Work to complete
Everything from the line containing "of the marathon" through the final line of the records must be transcribed verbatim; nothing else belongs in the result.

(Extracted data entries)
★ ★ ★ ★ ★ ★ ★

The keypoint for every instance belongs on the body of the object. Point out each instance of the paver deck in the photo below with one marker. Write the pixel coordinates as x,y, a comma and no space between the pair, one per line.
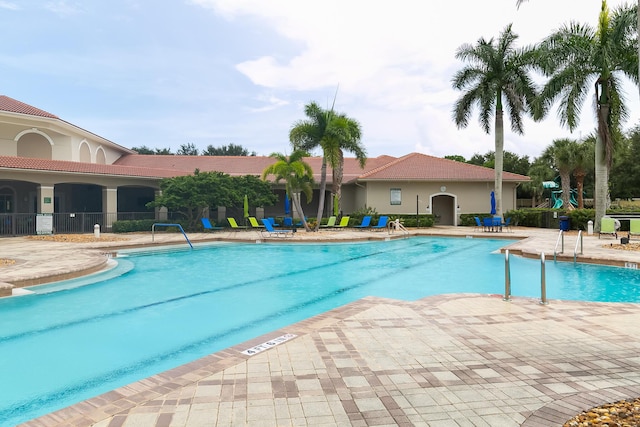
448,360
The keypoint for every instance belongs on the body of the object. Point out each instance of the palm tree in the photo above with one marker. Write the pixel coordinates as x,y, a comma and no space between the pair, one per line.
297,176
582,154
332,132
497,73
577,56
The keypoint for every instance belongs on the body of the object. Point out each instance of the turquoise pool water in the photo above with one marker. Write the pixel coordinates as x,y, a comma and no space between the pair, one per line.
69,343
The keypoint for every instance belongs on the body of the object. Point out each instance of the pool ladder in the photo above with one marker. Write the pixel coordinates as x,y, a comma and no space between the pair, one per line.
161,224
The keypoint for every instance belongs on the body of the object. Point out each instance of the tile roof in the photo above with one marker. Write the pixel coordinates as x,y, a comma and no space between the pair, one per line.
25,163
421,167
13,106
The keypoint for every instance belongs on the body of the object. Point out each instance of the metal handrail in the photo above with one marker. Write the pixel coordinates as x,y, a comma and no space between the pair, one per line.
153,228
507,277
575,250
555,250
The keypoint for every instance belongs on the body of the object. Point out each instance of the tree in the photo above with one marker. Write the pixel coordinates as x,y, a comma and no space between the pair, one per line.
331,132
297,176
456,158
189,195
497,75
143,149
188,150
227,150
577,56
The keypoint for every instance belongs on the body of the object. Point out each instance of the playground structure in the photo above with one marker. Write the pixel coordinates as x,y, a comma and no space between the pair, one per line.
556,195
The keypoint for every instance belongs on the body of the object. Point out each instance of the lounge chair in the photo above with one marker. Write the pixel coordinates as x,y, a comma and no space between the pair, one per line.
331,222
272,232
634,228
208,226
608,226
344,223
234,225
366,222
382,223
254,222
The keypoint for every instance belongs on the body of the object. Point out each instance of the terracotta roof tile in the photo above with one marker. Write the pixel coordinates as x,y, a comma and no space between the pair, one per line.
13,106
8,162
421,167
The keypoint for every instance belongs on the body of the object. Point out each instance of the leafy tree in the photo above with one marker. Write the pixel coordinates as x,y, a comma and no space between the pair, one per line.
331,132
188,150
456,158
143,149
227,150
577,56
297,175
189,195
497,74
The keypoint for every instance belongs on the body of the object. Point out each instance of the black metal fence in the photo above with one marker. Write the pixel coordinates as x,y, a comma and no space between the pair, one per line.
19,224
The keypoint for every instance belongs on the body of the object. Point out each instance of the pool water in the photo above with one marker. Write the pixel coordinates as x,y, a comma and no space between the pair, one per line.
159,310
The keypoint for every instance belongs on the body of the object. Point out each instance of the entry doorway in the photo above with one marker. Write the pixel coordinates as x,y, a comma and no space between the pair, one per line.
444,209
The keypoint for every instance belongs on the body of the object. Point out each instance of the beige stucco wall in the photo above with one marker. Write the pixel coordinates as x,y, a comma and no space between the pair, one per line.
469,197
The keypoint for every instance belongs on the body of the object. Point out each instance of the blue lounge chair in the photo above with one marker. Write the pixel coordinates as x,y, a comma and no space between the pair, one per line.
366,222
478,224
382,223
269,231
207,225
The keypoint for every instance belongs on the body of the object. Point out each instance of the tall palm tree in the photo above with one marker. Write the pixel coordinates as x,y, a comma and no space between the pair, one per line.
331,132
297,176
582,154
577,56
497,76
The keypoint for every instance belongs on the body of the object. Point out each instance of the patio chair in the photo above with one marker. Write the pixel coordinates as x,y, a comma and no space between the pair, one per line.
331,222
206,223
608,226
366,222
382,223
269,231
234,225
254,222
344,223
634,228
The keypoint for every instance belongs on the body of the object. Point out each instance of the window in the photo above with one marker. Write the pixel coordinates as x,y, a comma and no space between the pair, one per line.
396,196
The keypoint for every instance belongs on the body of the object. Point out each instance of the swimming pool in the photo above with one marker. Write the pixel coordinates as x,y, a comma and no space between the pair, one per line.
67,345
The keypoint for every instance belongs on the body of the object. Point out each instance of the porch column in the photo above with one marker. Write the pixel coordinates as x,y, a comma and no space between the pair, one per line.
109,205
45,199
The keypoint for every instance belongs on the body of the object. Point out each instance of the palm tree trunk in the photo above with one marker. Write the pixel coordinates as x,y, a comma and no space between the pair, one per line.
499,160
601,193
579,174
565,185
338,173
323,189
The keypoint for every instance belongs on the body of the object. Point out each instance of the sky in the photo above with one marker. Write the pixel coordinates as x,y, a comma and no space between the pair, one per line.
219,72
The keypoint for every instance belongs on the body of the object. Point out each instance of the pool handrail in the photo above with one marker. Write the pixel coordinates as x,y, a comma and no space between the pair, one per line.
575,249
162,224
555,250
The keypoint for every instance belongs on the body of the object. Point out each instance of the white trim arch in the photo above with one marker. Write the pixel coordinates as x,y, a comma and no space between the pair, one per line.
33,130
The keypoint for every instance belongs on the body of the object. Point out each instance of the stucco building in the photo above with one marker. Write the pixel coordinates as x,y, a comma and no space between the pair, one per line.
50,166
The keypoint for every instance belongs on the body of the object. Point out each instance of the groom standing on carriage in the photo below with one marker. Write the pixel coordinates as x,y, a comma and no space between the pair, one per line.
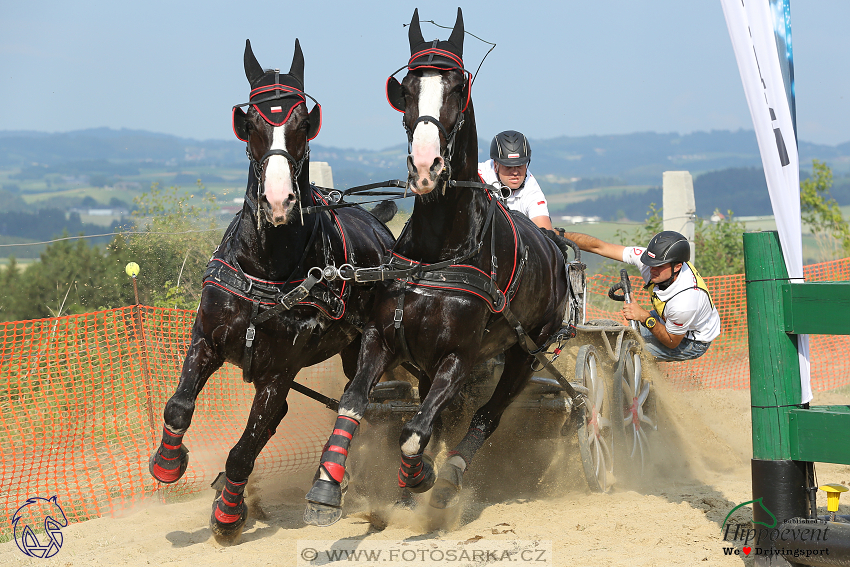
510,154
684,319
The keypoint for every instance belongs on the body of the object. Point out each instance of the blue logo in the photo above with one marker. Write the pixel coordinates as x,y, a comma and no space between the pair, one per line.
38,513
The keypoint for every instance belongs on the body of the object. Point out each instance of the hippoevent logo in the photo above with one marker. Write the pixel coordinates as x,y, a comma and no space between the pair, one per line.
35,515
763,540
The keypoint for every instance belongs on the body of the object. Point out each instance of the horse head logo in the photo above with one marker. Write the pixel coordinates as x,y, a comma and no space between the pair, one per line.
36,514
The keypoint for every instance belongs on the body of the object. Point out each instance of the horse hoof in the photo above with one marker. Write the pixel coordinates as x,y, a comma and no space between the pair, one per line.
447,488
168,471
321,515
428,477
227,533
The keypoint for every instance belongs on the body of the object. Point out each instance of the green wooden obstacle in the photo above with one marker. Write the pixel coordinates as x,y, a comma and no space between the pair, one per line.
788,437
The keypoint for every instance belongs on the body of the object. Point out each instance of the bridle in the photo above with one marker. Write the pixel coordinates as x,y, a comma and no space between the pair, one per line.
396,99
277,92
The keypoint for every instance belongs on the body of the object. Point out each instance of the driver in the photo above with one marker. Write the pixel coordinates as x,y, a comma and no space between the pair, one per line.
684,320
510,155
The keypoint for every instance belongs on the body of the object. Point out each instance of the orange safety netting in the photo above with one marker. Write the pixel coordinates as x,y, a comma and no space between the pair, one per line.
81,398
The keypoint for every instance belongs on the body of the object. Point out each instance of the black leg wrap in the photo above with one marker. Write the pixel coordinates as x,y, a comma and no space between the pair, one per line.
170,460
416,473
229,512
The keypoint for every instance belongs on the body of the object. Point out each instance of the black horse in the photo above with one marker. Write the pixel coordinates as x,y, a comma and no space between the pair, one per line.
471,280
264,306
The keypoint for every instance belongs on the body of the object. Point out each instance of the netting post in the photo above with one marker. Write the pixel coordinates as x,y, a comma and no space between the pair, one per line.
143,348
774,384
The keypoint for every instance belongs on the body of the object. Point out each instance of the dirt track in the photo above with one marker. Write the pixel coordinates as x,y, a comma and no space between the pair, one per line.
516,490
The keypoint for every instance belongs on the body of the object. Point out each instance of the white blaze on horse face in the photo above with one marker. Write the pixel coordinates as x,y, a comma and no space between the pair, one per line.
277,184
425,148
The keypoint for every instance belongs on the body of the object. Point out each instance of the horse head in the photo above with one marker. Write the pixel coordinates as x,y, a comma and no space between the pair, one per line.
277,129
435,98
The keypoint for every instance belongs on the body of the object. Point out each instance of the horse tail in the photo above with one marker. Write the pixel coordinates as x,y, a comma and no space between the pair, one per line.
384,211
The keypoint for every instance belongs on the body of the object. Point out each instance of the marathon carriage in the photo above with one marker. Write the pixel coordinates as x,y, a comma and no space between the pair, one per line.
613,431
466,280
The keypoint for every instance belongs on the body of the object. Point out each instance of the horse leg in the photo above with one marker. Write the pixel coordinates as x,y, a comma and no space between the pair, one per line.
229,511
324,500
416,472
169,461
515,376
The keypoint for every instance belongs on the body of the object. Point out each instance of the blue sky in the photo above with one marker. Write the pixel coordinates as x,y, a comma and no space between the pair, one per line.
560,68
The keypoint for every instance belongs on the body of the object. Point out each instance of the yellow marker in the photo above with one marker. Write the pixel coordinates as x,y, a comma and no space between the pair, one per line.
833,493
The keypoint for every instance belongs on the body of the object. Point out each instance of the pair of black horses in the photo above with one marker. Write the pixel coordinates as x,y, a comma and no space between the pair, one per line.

★ ★ ★ ★ ★ ★ ★

Result of the task
The keypoint for every instance belongs on the body of the object. Point out each instance of the marathon carriage in the photo above with one marker. Write the pixel coordinates as x,y, a comma and no space between the pair, one per line.
613,431
466,280
The keypoint for every instance belongs on the body of the object. Point out each instance of the horse leg in the photo above with one marker. Write the pixel coordinates as x,y, a comma and no space between the pair, one per line.
229,511
324,500
416,472
169,461
515,376
The keypoint for every instance belongs on the body of the object. Point out each instance of the blue sky in the photo above with one marker. Write the pixel coordinates as x,y, a comma and no space between the pair, one per line.
560,68
The keypoint for every instance belongs on the body of the object. Point out each instance of the yellow marker in the photo above with one marker. Write the pixel coordinates as x,y, a comma and no space between the pair, one per line.
833,493
The keypoint for every instance belongs on the body of the object. Point out each instance of the pair of black horses in the photo above with one marker. Write the pixel coordinates as x,y, a comma and no space between the pair, one per line.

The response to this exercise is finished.